[DOCUMENT EXTRACT — start]
# Bulking diet. THOUGHTS?



## Guest (Mar 16, 2012)

Alright lads. Trying to keep it as clean as possible but obviously will sometimes not stick to this. Would like to know your thoughts as to what to add/remove and wether you think that the macro's are enough.

Currently 5'11 and 82kg around 16 % BF.

8:00 a.m.

Meal 1: 4 scrambled eggs on whole wheat bagel

1x fish oil

1x multi vit

9:30 a.m.

Meal 2: Weight gainer shake (MP total gainer)+ with two tablespoons of nat. peanut butter

1 banana

10:00 a.m.

WORKOUT

11:30a.m.

PWO: 30g whey protein, 5g creatine mono

12:30 p.m.

Meal 3: 100g brown rice, 100g chicken breast, steamed veg + evoo

3:30 p.m.

Meal 4: Jacket potato with tuna + light mayo

6:30 p.m.

Meal 5: 100g whole wheat pasta + chicken/turkey+ steamed veg

9:00 p.m.

Meal 6: 3 egg omelette

10:30 p.m.

Meal 7: Whey mixed with full fat milk, peanut butter and tbl. Sp. evoo

Red is workout days which will be monday,wednesday,friday.

Also thinking about making proteins bars which I have done before and maybe adding them in but not sure where to put them?

All thoughts appreciated


----------



## smaj210 (Aug 1, 2009)
[DOCUMENT EXTRACT — finish]
TASKS TO CARRY OUT =
(A) List every food or supplement in the bulking diet thread that is given with an amount in grams.
(B) Write the next part of the bulking diet thread, picking up after its final line.
The rows come from a separate source and are unrelated to the bulking diet thread.
[RECORD EXTRACTS — start]
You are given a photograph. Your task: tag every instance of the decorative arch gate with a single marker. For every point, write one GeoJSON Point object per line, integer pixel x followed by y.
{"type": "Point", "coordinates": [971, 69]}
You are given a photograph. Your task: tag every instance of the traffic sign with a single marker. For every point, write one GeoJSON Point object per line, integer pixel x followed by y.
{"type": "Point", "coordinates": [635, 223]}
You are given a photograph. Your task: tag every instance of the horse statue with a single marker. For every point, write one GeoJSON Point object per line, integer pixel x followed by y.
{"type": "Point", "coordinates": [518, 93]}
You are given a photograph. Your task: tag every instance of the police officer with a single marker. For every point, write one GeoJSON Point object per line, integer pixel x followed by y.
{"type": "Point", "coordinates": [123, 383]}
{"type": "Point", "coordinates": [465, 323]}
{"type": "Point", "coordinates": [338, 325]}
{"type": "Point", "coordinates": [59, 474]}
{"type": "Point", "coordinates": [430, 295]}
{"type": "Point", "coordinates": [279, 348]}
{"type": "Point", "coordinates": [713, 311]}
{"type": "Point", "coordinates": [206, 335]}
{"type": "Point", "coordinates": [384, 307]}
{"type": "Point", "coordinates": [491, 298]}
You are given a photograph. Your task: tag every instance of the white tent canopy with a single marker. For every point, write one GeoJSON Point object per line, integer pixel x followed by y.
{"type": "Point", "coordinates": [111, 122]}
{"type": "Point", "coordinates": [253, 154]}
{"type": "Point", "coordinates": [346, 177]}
[RECORD EXTRACTS — finish]
REPLIES =
(A) 30g whey protein, 5g creatine mono, 100g brown rice, 100g chicken breast, 100g whole wheat pasta

(B)
whats the macros for this, to me from a glance looks like you need more protein


----------



## roberts1974 (Jan 10, 2010)

think you need more food in there mate especially in the form of protien.

meal1 70g oats, 4-5 eggs scrambled or omlette.

meal2 Weight gainer shake (MP total gainer)+ with two tablespoons of nat. peanut butter

1 banana

11:30a.m.

PWO: 30g whey protein, 5g creatine mono

meal3 100g rice 200-250g chicken steamed veg + evoo

meal4 Jacket potato with tuna + light mayo

meal5 100g pasta 250g chicken green veg

meal6 beans on whole meal toast 2-3 slices

meal7 Whey mixed with semi skimmed milk or water, peanut butter and tbl. Sp. evoo


----------



## Guest (Mar 17, 2012)

Yeah was struggling with what to have meals 6/7 I'll probably wack a shake in meal 6 too


----------



## sunn (Apr 11, 2011)

Yep up the meat to 200g per serving also I would say post workout get more protein I have about 50g and also get a good amount of carbs straight after! I peronally wouldn't add the evoo and penut butter just one or the other.

Have a go at that and adjust from there by upping carbs too

Gd luck


----------



## Guest (Mar 17, 2012)

Is the whole you only being able to absorb 30g of protein a load of sh*te then?

Cheers mate gonna start in the next few weeks when I have the time, gonna do a solid 8 weeks then go from there


----------



## TAFFY (Jun 3, 2009)

eck fire tha bulking diet less than when i cutting:thumb:


----------



## NOLAK (Feb 13, 2012)

try to get some more carbs, and I would take the creatine everyday not just on workout days


----------



## TAFFY (Jun 3, 2009)

you cant be red meat for bulking in my opinon steak and spuds mince beef,try get two meals a day with red meat,chicken/turkey good source of protein but hasnt got the fats or calories red meat got!!


----------



## Guest (Mar 17, 2012)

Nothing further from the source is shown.